▸ **Working data**
<<<<

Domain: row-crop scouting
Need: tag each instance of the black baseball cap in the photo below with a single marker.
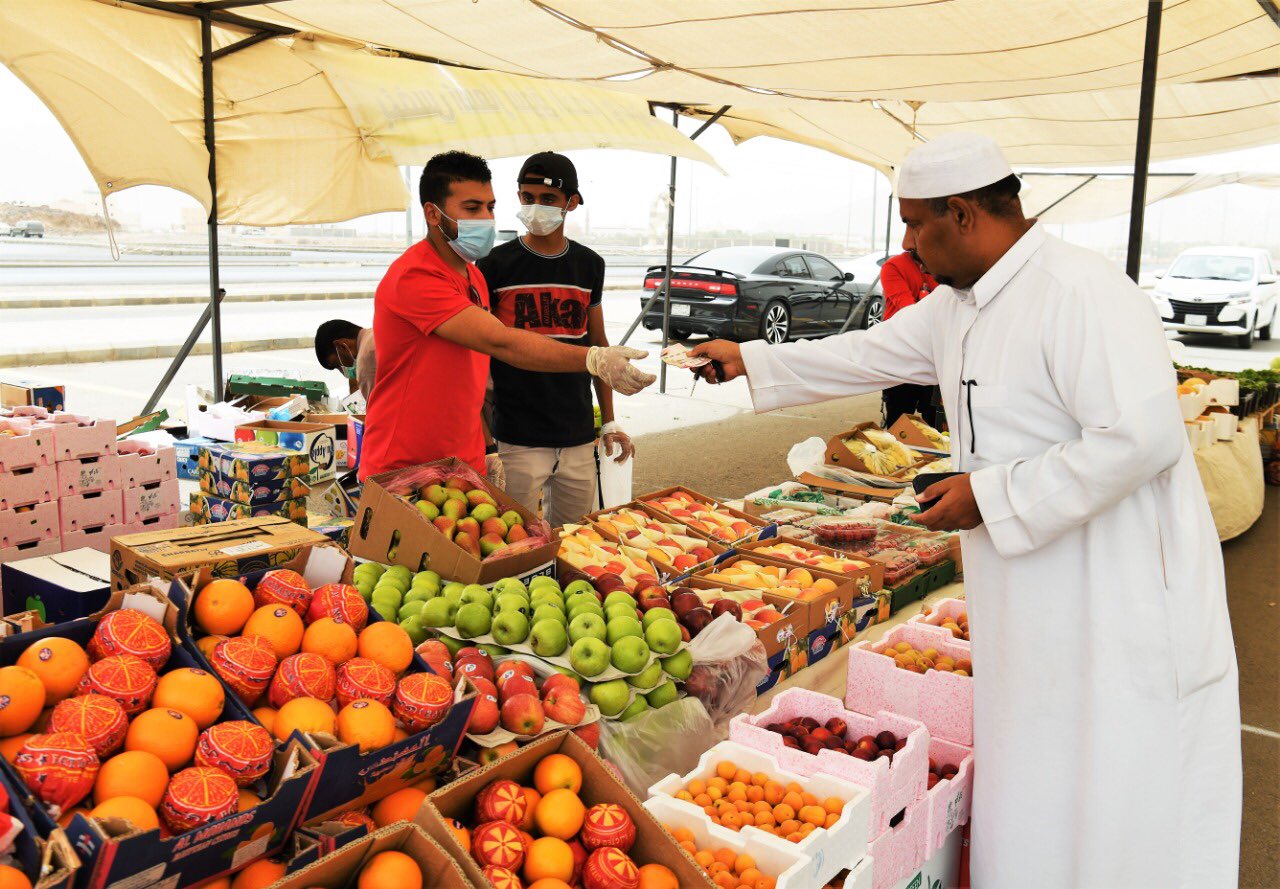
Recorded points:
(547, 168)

>>>>
<<<<

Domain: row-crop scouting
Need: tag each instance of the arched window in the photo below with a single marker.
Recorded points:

>>>>

▸ **The problem**
Wherever the word "each" turns up in a line of the entries above, copy that line.

▸ **Response to the exercise**
Need: tag each instance of the black baseball cap in the photo below with a single marker.
Need: tag each instance of the arched window in the photo below with a single marker.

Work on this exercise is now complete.